TO DO -
Starting with the line that contains "the blue plastic" and going on through the line that contains "left=414, top=36, right=450, bottom=137", reproduce that portion of the listing below with "integer pixel values" swapped for "whole-number pixel values" wherever it occurs, leaving everything else unchanged. Provide only those lines.

DATA FOR THE TASK -
.....
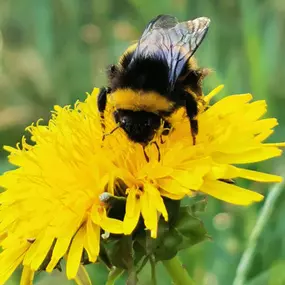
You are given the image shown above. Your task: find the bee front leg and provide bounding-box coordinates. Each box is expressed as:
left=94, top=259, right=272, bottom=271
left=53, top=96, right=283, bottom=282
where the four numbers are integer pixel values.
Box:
left=97, top=87, right=111, bottom=140
left=185, top=93, right=198, bottom=145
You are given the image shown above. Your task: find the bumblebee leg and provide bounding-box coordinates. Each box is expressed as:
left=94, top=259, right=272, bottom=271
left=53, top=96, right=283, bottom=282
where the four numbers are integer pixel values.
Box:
left=142, top=146, right=149, bottom=162
left=97, top=87, right=111, bottom=140
left=190, top=119, right=198, bottom=145
left=185, top=93, right=198, bottom=145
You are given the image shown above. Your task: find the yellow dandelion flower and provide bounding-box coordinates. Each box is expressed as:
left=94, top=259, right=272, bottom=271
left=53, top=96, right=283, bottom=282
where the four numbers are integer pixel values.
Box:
left=89, top=86, right=284, bottom=238
left=0, top=99, right=123, bottom=284
left=0, top=84, right=284, bottom=284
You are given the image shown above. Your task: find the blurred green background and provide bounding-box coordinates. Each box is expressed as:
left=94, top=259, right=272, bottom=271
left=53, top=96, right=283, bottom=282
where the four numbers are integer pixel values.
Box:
left=0, top=0, right=285, bottom=285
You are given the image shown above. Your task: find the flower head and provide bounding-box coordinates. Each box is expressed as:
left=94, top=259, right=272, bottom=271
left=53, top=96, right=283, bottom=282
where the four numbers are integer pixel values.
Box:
left=0, top=84, right=284, bottom=284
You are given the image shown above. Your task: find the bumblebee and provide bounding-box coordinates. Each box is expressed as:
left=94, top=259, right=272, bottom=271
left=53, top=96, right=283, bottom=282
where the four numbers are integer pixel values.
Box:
left=98, top=15, right=210, bottom=147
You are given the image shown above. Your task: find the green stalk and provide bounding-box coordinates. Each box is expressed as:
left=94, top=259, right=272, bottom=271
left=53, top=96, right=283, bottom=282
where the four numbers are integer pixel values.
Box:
left=74, top=264, right=92, bottom=285
left=233, top=183, right=284, bottom=285
left=162, top=256, right=195, bottom=285
left=105, top=267, right=124, bottom=285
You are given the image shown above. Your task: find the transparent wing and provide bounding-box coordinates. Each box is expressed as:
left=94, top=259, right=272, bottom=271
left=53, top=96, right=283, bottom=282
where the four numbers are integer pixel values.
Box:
left=132, top=15, right=210, bottom=86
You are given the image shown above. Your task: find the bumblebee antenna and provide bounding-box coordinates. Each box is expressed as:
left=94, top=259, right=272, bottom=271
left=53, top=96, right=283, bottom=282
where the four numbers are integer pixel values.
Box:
left=153, top=142, right=160, bottom=161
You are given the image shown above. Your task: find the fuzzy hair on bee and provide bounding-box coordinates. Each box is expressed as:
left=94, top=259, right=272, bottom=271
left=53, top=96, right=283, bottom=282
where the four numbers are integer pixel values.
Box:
left=98, top=15, right=210, bottom=158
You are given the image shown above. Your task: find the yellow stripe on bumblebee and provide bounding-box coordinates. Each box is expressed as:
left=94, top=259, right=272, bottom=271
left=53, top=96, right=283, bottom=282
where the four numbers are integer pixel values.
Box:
left=110, top=88, right=174, bottom=113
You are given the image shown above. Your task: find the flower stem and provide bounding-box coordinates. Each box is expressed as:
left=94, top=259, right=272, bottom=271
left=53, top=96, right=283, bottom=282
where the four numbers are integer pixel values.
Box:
left=162, top=256, right=195, bottom=285
left=105, top=267, right=124, bottom=285
left=149, top=256, right=157, bottom=285
left=233, top=183, right=284, bottom=285
left=74, top=264, right=92, bottom=285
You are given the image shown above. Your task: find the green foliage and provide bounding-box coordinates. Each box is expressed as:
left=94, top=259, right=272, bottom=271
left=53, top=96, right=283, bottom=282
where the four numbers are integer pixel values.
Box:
left=0, top=0, right=285, bottom=285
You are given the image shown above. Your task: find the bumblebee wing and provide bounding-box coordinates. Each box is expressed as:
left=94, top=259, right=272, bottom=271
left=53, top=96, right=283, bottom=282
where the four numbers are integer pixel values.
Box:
left=132, top=15, right=210, bottom=87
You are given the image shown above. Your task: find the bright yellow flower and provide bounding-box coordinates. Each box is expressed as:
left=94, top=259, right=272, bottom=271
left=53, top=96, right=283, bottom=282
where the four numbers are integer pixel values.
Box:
left=0, top=101, right=123, bottom=284
left=94, top=86, right=284, bottom=238
left=0, top=84, right=283, bottom=284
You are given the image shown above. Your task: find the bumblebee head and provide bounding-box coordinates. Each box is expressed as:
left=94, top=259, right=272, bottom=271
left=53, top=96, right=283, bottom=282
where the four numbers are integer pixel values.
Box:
left=114, top=109, right=161, bottom=144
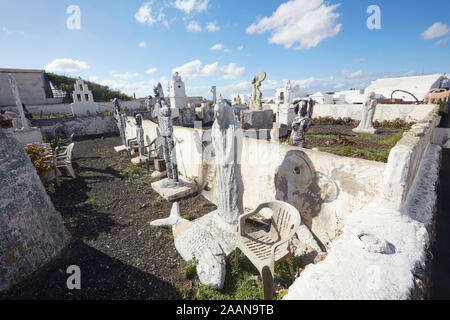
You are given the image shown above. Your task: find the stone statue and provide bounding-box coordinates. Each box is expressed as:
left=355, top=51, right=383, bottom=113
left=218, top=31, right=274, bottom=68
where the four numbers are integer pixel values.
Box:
left=211, top=101, right=243, bottom=227
left=152, top=82, right=164, bottom=118
left=158, top=98, right=178, bottom=183
left=236, top=95, right=242, bottom=106
left=211, top=86, right=217, bottom=104
left=250, top=72, right=266, bottom=110
left=353, top=92, right=377, bottom=134
left=8, top=73, right=31, bottom=129
left=136, top=113, right=144, bottom=157
left=113, top=98, right=127, bottom=146
left=289, top=99, right=314, bottom=148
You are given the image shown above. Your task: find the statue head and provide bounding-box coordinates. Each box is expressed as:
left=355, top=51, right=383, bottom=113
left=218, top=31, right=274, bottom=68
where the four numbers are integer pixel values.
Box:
left=136, top=113, right=142, bottom=127
left=153, top=82, right=164, bottom=99
left=214, top=100, right=234, bottom=130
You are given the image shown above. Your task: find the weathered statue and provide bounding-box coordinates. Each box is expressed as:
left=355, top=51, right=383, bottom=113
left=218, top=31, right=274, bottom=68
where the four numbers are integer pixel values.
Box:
left=289, top=99, right=314, bottom=148
left=113, top=98, right=127, bottom=146
left=353, top=92, right=377, bottom=134
left=236, top=95, right=242, bottom=106
left=211, top=86, right=217, bottom=104
left=251, top=72, right=266, bottom=110
left=152, top=82, right=164, bottom=118
left=158, top=98, right=178, bottom=183
left=136, top=113, right=144, bottom=157
left=211, top=101, right=242, bottom=226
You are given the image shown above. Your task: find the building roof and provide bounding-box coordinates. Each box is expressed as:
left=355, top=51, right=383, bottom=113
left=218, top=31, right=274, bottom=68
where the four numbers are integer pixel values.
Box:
left=0, top=68, right=45, bottom=73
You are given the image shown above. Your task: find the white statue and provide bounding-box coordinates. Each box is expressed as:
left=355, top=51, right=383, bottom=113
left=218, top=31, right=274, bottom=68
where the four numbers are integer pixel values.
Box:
left=353, top=92, right=377, bottom=134
left=211, top=100, right=242, bottom=227
left=250, top=72, right=266, bottom=110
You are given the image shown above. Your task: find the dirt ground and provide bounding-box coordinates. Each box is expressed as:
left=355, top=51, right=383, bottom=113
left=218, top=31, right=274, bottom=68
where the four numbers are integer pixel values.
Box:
left=0, top=137, right=216, bottom=300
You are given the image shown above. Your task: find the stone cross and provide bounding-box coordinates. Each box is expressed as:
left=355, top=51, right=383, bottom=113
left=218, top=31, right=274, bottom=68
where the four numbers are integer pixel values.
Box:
left=289, top=99, right=314, bottom=148
left=158, top=98, right=178, bottom=183
left=251, top=72, right=266, bottom=110
left=211, top=101, right=243, bottom=226
left=353, top=92, right=377, bottom=134
left=8, top=73, right=31, bottom=130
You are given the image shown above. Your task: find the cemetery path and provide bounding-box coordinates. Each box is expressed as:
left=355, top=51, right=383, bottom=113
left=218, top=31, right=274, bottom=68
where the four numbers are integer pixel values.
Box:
left=0, top=137, right=216, bottom=300
left=430, top=149, right=450, bottom=300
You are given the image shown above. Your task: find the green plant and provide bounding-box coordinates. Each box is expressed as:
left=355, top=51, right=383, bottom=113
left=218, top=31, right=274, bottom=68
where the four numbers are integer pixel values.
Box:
left=183, top=256, right=198, bottom=279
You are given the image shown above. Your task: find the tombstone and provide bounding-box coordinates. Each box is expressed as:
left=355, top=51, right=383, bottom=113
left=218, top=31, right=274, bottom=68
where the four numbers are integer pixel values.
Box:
left=289, top=99, right=314, bottom=148
left=152, top=98, right=197, bottom=201
left=250, top=72, right=266, bottom=110
left=70, top=78, right=99, bottom=117
left=353, top=92, right=377, bottom=134
left=5, top=73, right=43, bottom=146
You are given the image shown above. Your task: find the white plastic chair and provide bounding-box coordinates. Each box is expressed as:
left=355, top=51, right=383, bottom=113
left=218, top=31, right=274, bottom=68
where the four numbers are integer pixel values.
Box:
left=55, top=142, right=77, bottom=179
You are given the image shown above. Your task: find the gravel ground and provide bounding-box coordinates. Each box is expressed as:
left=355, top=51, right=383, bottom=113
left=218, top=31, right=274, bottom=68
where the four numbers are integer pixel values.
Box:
left=0, top=137, right=216, bottom=300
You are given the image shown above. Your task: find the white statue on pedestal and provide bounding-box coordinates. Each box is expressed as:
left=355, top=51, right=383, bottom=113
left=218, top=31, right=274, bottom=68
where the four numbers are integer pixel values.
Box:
left=353, top=92, right=377, bottom=134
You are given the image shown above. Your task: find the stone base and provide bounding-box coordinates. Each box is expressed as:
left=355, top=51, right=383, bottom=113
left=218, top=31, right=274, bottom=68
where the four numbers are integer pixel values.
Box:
left=152, top=177, right=197, bottom=201
left=12, top=128, right=43, bottom=147
left=131, top=156, right=148, bottom=165
left=241, top=110, right=273, bottom=130
left=114, top=145, right=130, bottom=153
left=195, top=210, right=238, bottom=256
left=352, top=128, right=377, bottom=134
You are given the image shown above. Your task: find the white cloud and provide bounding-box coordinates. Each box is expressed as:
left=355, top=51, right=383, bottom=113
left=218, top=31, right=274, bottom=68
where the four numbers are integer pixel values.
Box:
left=206, top=22, right=220, bottom=32
left=134, top=0, right=169, bottom=27
left=172, top=60, right=245, bottom=80
left=434, top=38, right=450, bottom=46
left=113, top=72, right=139, bottom=80
left=246, top=0, right=342, bottom=50
left=145, top=68, right=158, bottom=74
left=172, top=0, right=209, bottom=14
left=211, top=43, right=223, bottom=51
left=45, top=58, right=90, bottom=73
left=187, top=21, right=202, bottom=32
left=420, top=22, right=450, bottom=40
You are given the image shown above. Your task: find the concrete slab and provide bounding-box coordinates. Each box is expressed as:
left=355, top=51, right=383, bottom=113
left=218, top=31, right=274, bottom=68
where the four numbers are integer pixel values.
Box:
left=152, top=177, right=197, bottom=201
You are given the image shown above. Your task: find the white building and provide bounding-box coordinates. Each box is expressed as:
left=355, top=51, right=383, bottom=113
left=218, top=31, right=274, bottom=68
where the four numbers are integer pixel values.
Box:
left=274, top=87, right=308, bottom=104
left=333, top=90, right=365, bottom=104
left=71, top=78, right=99, bottom=116
left=309, top=91, right=334, bottom=104
left=169, top=72, right=188, bottom=108
left=365, top=74, right=446, bottom=102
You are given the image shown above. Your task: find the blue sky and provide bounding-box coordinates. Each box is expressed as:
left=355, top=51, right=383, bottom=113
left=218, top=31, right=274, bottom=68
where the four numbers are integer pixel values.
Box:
left=0, top=0, right=450, bottom=97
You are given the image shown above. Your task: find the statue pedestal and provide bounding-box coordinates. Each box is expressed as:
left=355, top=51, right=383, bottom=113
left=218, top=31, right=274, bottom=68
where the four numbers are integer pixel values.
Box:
left=152, top=176, right=197, bottom=201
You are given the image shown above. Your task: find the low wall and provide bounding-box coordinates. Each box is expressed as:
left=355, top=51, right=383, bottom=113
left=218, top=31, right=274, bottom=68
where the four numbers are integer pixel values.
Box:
left=31, top=115, right=119, bottom=140
left=313, top=104, right=436, bottom=122
left=383, top=105, right=439, bottom=210
left=0, top=133, right=70, bottom=291
left=126, top=117, right=386, bottom=244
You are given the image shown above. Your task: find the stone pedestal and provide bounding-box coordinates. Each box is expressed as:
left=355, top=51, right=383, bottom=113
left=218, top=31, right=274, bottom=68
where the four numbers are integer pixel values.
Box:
left=152, top=177, right=197, bottom=201
left=241, top=110, right=273, bottom=130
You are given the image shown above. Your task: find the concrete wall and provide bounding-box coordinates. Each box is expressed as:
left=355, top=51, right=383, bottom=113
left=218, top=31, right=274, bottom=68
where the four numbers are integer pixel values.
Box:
left=383, top=105, right=439, bottom=210
left=126, top=117, right=386, bottom=244
left=0, top=71, right=47, bottom=106
left=313, top=104, right=436, bottom=122
left=32, top=115, right=119, bottom=140
left=0, top=133, right=70, bottom=291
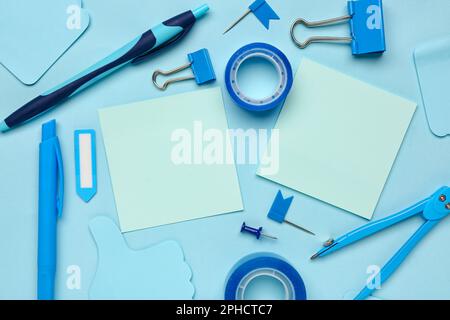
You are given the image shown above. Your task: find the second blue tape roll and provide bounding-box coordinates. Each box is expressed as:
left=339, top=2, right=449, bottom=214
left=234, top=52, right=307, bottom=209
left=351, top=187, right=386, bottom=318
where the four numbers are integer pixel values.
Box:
left=225, top=43, right=293, bottom=111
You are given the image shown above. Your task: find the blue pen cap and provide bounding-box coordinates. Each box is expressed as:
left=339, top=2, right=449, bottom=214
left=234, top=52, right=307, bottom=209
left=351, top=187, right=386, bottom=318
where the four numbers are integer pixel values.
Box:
left=42, top=120, right=56, bottom=141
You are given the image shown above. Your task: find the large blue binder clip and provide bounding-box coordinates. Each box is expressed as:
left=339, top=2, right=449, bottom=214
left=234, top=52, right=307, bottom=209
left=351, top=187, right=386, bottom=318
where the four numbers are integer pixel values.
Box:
left=291, top=0, right=386, bottom=55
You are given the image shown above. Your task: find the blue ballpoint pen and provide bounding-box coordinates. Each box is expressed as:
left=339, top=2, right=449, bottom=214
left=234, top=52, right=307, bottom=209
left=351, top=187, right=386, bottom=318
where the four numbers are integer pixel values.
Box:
left=0, top=5, right=209, bottom=132
left=37, top=120, right=64, bottom=300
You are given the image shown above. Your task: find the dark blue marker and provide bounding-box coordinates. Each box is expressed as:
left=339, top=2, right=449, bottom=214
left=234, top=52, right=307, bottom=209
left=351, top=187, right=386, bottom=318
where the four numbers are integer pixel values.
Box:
left=0, top=5, right=209, bottom=132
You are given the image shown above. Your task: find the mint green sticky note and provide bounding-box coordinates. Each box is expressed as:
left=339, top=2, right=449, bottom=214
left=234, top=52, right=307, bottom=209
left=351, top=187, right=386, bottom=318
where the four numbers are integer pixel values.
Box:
left=99, top=88, right=243, bottom=232
left=258, top=59, right=416, bottom=219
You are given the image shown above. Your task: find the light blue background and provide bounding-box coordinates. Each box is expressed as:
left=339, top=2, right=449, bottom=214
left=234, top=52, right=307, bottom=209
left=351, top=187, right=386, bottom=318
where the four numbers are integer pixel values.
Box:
left=0, top=0, right=450, bottom=299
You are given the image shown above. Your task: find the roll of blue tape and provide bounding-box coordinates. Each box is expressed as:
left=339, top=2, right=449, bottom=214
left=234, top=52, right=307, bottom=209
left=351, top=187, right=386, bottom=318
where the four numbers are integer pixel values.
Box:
left=225, top=43, right=293, bottom=111
left=225, top=253, right=306, bottom=300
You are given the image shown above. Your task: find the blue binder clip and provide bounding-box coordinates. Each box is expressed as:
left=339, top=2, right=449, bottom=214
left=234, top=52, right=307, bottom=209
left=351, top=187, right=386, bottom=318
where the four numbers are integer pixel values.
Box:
left=291, top=0, right=386, bottom=55
left=152, top=49, right=216, bottom=90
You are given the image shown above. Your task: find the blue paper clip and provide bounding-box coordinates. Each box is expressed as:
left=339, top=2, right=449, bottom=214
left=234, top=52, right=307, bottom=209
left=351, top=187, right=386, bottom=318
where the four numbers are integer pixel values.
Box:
left=152, top=49, right=216, bottom=90
left=291, top=0, right=386, bottom=55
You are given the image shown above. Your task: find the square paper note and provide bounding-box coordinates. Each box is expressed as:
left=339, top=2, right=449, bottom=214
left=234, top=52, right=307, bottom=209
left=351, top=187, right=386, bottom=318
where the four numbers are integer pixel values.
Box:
left=258, top=59, right=416, bottom=219
left=99, top=88, right=243, bottom=232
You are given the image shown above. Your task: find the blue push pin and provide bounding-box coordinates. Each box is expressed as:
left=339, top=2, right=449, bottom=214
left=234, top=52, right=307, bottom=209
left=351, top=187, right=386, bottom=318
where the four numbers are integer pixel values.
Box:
left=152, top=49, right=216, bottom=90
left=241, top=222, right=278, bottom=240
left=267, top=191, right=315, bottom=236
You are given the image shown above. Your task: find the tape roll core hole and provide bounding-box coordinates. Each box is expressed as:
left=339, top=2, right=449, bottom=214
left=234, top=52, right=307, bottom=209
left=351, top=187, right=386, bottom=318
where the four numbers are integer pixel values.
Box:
left=236, top=53, right=282, bottom=101
left=236, top=270, right=294, bottom=300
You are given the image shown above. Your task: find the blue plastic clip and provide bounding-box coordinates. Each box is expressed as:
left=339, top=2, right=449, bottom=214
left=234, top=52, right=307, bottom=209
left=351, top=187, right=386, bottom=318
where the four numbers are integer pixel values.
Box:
left=152, top=49, right=216, bottom=90
left=74, top=130, right=97, bottom=202
left=291, top=0, right=386, bottom=55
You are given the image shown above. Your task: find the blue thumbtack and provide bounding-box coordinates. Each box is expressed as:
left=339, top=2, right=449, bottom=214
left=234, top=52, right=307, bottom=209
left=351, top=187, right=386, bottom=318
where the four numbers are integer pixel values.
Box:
left=152, top=49, right=216, bottom=90
left=241, top=222, right=278, bottom=240
left=267, top=191, right=315, bottom=236
left=291, top=0, right=386, bottom=55
left=223, top=0, right=280, bottom=34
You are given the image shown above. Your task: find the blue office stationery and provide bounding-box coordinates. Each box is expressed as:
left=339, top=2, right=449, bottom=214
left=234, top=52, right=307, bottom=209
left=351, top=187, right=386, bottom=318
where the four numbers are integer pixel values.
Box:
left=223, top=0, right=280, bottom=34
left=291, top=0, right=386, bottom=55
left=311, top=186, right=450, bottom=300
left=75, top=130, right=97, bottom=202
left=0, top=0, right=90, bottom=85
left=0, top=5, right=209, bottom=132
left=37, top=120, right=64, bottom=300
left=152, top=49, right=216, bottom=90
left=267, top=191, right=315, bottom=236
left=414, top=36, right=450, bottom=137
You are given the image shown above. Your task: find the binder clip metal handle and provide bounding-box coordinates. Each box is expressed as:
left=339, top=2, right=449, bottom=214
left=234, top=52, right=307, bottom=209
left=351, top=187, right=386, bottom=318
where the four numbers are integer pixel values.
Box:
left=152, top=62, right=195, bottom=91
left=152, top=49, right=216, bottom=90
left=291, top=15, right=353, bottom=49
left=291, top=0, right=386, bottom=55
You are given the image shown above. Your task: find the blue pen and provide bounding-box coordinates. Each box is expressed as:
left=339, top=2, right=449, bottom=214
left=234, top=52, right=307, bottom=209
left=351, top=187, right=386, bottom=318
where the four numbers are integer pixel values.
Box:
left=0, top=5, right=209, bottom=132
left=37, top=120, right=64, bottom=300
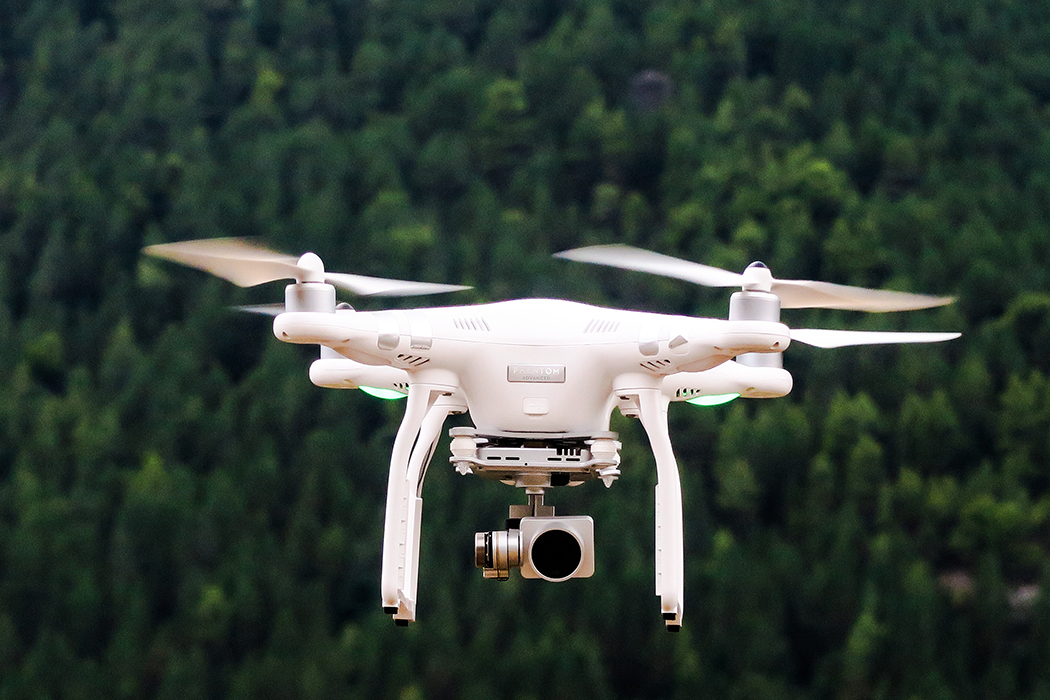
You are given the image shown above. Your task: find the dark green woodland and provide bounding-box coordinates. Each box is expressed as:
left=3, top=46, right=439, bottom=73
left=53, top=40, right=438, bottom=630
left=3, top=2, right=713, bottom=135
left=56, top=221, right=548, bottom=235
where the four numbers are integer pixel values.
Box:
left=0, top=0, right=1050, bottom=700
.....
RESPONSE -
You are given the image shown above. Your task: find the blue plastic clip and provide bounding-box coordinates. Each box is expressed as:
left=339, top=2, right=449, bottom=214
left=234, top=52, right=307, bottom=209
left=351, top=187, right=386, bottom=318
where the four numbers are whole-number pixel values.
Box:
left=152, top=49, right=216, bottom=90
left=74, top=130, right=97, bottom=202
left=291, top=0, right=386, bottom=55
You are given the image shown above. Your task: find the blue thumbtack and provide bounding-box coordinates. Each box is expressed as:
left=339, top=2, right=449, bottom=214
left=234, top=52, right=307, bottom=209
left=351, top=187, right=386, bottom=318
where the four numbers are whole-number pixel values.
Box:
left=152, top=49, right=216, bottom=90
left=241, top=222, right=278, bottom=240
left=267, top=191, right=315, bottom=236
left=291, top=0, right=386, bottom=55
left=223, top=0, right=280, bottom=34
You are given the image shown above. Your task: find the blue office stationery and provide bounding-box coordinates. Each box is expressed as:
left=339, top=2, right=449, bottom=214
left=234, top=52, right=307, bottom=209
left=351, top=187, right=386, bottom=318
where the four numbers are whole-number pixel values.
Box:
left=223, top=0, right=280, bottom=34
left=291, top=0, right=386, bottom=55
left=311, top=186, right=450, bottom=300
left=75, top=130, right=97, bottom=202
left=0, top=0, right=90, bottom=85
left=0, top=5, right=209, bottom=132
left=37, top=120, right=64, bottom=300
left=152, top=49, right=216, bottom=90
left=267, top=191, right=315, bottom=236
left=414, top=36, right=450, bottom=137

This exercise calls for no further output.